### [Goal A]
Rewrite everything in the records from the start down to the line that contains "[434, 756, 615, 821]", substituting "enclosing rectangle" for "bounding box" and leaving the rest unchanged.

### [Article]
>> BEGIN
Cost of living prompts 1-in-3 to cancel cable subscriptions
While House of the Dragon, Stranger Things or the latest Marvel offering may still represent must-see viewing for Canadians, households across the country are making hard choices about which shows – and the subscription they require – they enjoy most.
As subscription costs increase, streaming platforms threaten to crack down on password sharing and even introduce advertisements, new data from the Angus Reid Institute finds one-in-three Canadians have cancelled at least one service in the past six months. For at least half, these cancellations are in direct response to a persistent and ongoing cost of living crisis roiling households.
Others say they have made cuts to their subscription portfolio because they weren’t using certain services as much (39 per cent) or that the selection wasn’t up to par (24 per cent).
While these decisions may represent a current setback for streaming service providers, the overall trend in viewing is still working largely in their favour.
More than four-in-five (85 per cent) now say they have at least one streaming service subscription, up from approximately half in 2016.
>> END
### [Dataset rows]
>> BEGIN
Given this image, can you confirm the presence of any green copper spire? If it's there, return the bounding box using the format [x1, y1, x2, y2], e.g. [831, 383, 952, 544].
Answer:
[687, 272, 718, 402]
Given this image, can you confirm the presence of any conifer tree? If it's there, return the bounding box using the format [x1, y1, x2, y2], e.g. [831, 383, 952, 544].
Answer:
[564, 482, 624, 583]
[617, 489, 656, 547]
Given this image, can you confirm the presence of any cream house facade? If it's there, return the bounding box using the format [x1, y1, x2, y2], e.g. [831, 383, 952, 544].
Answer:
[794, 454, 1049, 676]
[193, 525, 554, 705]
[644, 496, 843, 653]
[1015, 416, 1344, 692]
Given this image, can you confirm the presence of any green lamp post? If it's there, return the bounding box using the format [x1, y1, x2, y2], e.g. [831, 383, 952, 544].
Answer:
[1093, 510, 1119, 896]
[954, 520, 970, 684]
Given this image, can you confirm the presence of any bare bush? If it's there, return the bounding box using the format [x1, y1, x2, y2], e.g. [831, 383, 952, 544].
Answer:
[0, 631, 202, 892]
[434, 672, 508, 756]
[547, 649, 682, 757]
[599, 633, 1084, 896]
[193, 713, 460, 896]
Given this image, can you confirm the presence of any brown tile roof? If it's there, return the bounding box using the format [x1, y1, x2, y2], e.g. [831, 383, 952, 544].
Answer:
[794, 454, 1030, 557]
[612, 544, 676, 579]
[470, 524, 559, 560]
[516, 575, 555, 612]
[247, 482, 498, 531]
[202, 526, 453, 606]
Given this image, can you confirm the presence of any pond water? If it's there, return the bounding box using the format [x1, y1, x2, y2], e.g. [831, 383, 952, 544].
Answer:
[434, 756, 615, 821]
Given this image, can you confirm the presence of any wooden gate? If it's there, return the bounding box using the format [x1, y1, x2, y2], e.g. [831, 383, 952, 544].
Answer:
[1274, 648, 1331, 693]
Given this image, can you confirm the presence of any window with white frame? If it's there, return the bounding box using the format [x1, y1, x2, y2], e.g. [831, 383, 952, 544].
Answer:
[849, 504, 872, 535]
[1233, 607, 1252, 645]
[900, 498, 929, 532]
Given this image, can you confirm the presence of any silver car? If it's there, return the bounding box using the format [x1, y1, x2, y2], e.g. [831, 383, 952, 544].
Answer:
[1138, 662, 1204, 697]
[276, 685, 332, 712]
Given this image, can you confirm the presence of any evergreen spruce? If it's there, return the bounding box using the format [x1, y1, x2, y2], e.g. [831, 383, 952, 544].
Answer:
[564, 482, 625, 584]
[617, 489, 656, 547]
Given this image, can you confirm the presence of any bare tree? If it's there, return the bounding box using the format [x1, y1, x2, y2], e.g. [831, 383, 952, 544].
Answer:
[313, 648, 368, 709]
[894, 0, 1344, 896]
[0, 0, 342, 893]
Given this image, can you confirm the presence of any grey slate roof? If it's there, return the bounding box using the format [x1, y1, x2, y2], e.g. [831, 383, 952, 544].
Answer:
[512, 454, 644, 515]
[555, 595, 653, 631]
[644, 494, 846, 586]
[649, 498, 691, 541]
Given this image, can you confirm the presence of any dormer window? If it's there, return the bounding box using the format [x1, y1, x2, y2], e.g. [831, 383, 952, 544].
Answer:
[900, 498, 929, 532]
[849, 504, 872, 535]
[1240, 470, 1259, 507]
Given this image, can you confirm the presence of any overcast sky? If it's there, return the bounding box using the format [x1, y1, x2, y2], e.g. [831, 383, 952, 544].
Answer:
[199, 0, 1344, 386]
>> END
### [Goal B]
List every figure the article on streaming subscription cancellations gives in per cent.

### [Full answer A]
Given this image, can you confirm the presence of any green copper spire? If it's there, return the enclosing rectangle using the format [x1, y1, x2, y2], e.g. [831, 383, 952, 544].
Answer:
[687, 272, 718, 402]
Given this image, can you confirm the presence of any conifer tree? If it's there, return the enclosing rectangle using the format [x1, y1, x2, y2], e.g. [831, 383, 952, 544].
Answer:
[564, 482, 624, 583]
[617, 489, 656, 547]
Given this image, can you confirm the presence of any cream house facade? If it's there, return the enclosing rectangle using the format [x1, y1, x2, y2], e.g. [831, 383, 952, 544].
Answer:
[794, 454, 1049, 676]
[193, 525, 554, 705]
[644, 496, 843, 653]
[1015, 416, 1344, 692]
Given this image, can you confirm the presence of any green lamp post? If it's there, return the enclosing rectangle using the format [x1, y1, x2, y2], e.g. [831, 383, 952, 544].
Answer:
[1093, 510, 1119, 896]
[954, 520, 970, 684]
Given this image, can you confirm the presence of any bare bush? If it's there, return the enclosing rectangle using the format [x1, y1, x2, y2], e.g. [831, 383, 952, 544].
Answer:
[0, 631, 202, 892]
[434, 672, 508, 756]
[547, 649, 682, 757]
[599, 633, 1084, 896]
[193, 713, 460, 896]
Given this image, can you confirm the presence of any brown tile roof? If it's there, return the enclosing rectangle using the format [x1, y1, x2, y2], e.g. [831, 383, 952, 544].
Answer:
[794, 454, 1030, 557]
[612, 544, 676, 579]
[470, 524, 559, 560]
[516, 575, 555, 612]
[247, 482, 498, 531]
[202, 526, 453, 606]
Given this image, can you confirm the presence of any pond water? If it's there, return the enclosing rectangle using the format [x1, y1, x2, y2], e.g. [831, 383, 952, 544].
Answer:
[434, 756, 615, 821]

### [Full answer B]
39 per cent
24 per cent
85 per cent